Written task 1: In the passage about the film Mugabe and the White African, copy word for word the stretch from "Mugabe and the White" through "London Film Festival.".
Written task 2: According to the passage about the film Mugabe and the White African, when and where did the film have its UK premiere?

Mugabe and the White African is a 2009 documentary film by Lucy Bailey & Andrew Thompson and produced by David Pearson & Elizabeth Morgan Hemlock.  It has won many awards including the Grierson 2010 and been BAFTA and Emmy Nominated. The film documents the lives of a white Zimbabwean family who run a farm in Chegutu, as they challenge the Fast Track land redistribution programme that redistributed white-owned estates, a legacy of colonialism and UDI, beginning in 2000.  The film follows Mike Campbell, his son-in-law Ben Freeth, and their family as they challenge Robert Mugabe and the Zimbabwean government before the Southern African Development Community tribunal for racial discrimination and human rights violations. The film premiered in the UK on 21 October 2009 at the London Film Festival.

Reception
The documentary garnered considerable critical acclaim. It currently holds a 'fresh' rating of 97% on Rotten Tomatoes.

Awards and honours
 Sterling World Feature Award, 2009 SILVERDOCS: AFI/Discovery Channel Documentary Festival.

(Photo labels with boxes)
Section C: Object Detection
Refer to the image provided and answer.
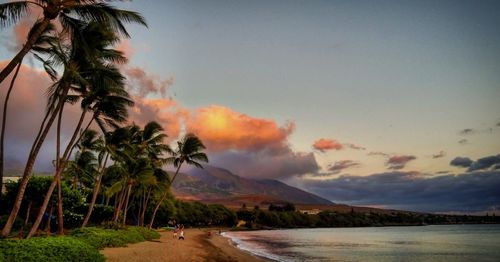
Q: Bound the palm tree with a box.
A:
[118,121,171,224]
[149,134,208,228]
[2,24,85,237]
[28,23,132,236]
[82,128,126,228]
[0,24,57,194]
[0,0,147,83]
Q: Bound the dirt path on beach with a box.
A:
[101,229,264,262]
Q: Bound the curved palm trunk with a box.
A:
[0,63,21,191]
[148,166,182,228]
[139,188,152,227]
[24,200,33,226]
[2,85,69,237]
[56,106,64,235]
[0,17,50,83]
[82,153,109,228]
[113,187,127,223]
[122,183,132,225]
[27,110,87,238]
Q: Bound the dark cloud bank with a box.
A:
[304,171,500,212]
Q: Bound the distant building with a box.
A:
[299,208,321,215]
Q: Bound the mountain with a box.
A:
[173,166,333,206]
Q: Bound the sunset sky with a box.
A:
[0,0,500,212]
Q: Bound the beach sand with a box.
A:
[101,229,265,262]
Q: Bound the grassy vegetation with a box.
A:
[0,237,104,262]
[0,227,160,262]
[71,227,160,249]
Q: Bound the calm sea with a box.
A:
[225,225,500,262]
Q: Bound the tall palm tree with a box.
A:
[0,0,147,83]
[28,23,132,236]
[0,24,58,194]
[149,134,208,228]
[81,128,127,228]
[1,24,82,237]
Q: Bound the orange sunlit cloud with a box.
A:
[313,138,344,152]
[186,105,295,151]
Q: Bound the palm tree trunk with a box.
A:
[148,166,183,229]
[27,110,87,238]
[113,187,127,223]
[137,189,146,226]
[0,63,21,191]
[56,105,64,235]
[82,153,109,228]
[0,17,50,86]
[122,182,132,225]
[24,200,33,226]
[45,205,54,233]
[1,85,69,237]
[140,188,152,227]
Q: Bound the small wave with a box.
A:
[221,232,290,262]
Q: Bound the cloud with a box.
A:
[386,155,417,170]
[458,128,476,135]
[312,138,366,152]
[312,138,344,152]
[367,151,389,157]
[186,105,295,152]
[129,96,189,141]
[432,150,446,158]
[115,39,135,59]
[182,105,320,179]
[303,171,500,212]
[467,155,500,172]
[123,66,175,97]
[209,150,320,179]
[0,61,85,171]
[328,160,360,174]
[450,155,500,172]
[450,157,473,167]
[344,143,366,150]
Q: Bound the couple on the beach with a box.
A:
[173,224,184,240]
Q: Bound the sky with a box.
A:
[0,0,500,213]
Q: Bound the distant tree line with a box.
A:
[236,204,500,229]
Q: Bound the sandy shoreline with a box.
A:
[101,229,265,262]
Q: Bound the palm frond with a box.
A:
[0,1,29,27]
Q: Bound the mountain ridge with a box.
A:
[173,166,333,205]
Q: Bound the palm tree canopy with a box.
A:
[0,0,147,37]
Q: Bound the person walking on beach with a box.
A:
[179,229,184,240]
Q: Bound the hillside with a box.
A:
[173,166,332,205]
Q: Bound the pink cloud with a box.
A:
[124,67,175,97]
[328,160,360,174]
[313,138,344,152]
[115,39,136,59]
[386,155,417,170]
[0,61,81,170]
[312,138,366,152]
[186,105,295,151]
[432,150,446,158]
[129,97,189,140]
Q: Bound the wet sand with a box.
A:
[101,229,265,262]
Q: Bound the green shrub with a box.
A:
[0,237,104,262]
[72,227,160,249]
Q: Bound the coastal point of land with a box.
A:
[101,228,264,262]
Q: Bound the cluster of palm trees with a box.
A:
[0,0,208,237]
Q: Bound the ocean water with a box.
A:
[224,225,500,262]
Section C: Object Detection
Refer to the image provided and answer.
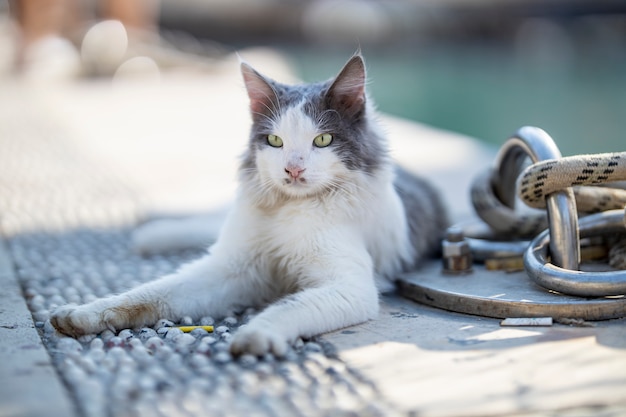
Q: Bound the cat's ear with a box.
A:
[326,54,366,116]
[241,62,278,119]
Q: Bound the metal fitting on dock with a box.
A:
[441,226,473,275]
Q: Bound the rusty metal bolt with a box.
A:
[441,226,473,275]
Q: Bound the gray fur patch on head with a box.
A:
[241,55,388,174]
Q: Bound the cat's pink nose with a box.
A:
[285,167,305,180]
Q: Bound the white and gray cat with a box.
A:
[51,54,446,355]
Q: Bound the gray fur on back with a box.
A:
[394,165,448,267]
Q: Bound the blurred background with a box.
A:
[0,0,626,155]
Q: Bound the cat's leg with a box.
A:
[231,250,379,356]
[50,255,273,337]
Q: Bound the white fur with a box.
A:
[52,96,416,355]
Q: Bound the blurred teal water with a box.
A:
[287,45,626,155]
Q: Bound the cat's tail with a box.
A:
[131,210,227,255]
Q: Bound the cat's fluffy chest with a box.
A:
[220,173,411,289]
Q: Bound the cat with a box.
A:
[51,53,447,356]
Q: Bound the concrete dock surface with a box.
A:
[0,47,626,417]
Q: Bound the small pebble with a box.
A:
[56,337,83,354]
[222,316,237,327]
[304,342,322,352]
[117,329,135,343]
[106,336,124,348]
[239,353,259,367]
[213,351,232,364]
[137,327,157,342]
[163,327,183,340]
[145,336,165,351]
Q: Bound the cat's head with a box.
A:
[241,55,387,204]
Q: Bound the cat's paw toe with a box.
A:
[230,328,287,357]
[50,304,103,337]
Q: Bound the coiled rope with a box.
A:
[471,152,626,269]
[471,152,626,238]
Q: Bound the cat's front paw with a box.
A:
[230,327,288,357]
[50,304,107,337]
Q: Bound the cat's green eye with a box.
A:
[313,133,333,148]
[267,135,283,148]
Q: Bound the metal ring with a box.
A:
[491,126,580,270]
[524,210,626,297]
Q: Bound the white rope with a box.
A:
[471,152,626,238]
[517,152,626,212]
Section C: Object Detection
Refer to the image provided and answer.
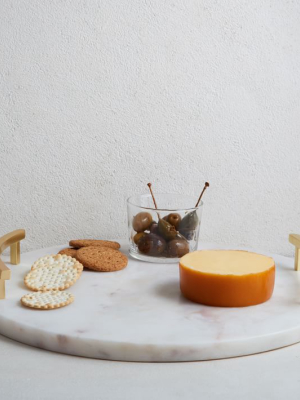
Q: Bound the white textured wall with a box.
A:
[0,0,300,255]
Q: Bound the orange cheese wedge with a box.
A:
[179,250,275,307]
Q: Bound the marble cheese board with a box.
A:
[0,241,300,362]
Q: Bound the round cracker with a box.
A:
[77,246,128,272]
[24,257,82,292]
[31,254,83,272]
[69,239,121,250]
[21,290,74,310]
[57,247,77,259]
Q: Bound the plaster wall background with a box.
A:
[0,0,300,255]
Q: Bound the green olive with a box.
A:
[179,211,199,238]
[133,232,146,244]
[138,233,166,256]
[158,219,177,240]
[163,213,181,229]
[132,212,152,232]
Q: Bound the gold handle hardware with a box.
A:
[289,233,300,271]
[0,229,25,299]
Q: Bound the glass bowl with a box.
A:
[127,193,203,263]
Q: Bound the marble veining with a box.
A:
[0,242,300,362]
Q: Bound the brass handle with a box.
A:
[0,229,25,299]
[289,233,300,271]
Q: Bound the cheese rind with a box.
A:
[179,250,275,307]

Task answer 1:
Mugabe and the White African is a 2009 documentary film by Lucy Bailey & Andrew Thompson and produced by David Pearson & Elizabeth Morgan Hemlock.  It has won many awards including the Grierson 2010 and been BAFTA and Emmy Nominated. The film documents the lives of a white Zimbabwean family who run a farm in Chegutu, as they challenge the Fast Track land redistribution programme that redistributed white-owned estates, a legacy of colonialism and UDI, beginning in 2000.  The film follows Mike Campbell, his son-in-law Ben Freeth, and their family as they challenge Robert Mugabe and the Zimbabwean government before the Southern African Development Community tribunal for racial discrimination and human rights violations. The film premiered in the UK on 21 October 2009 at the London Film Festival.

Task answer 2: On 21 October 2009, at the London Film Festival.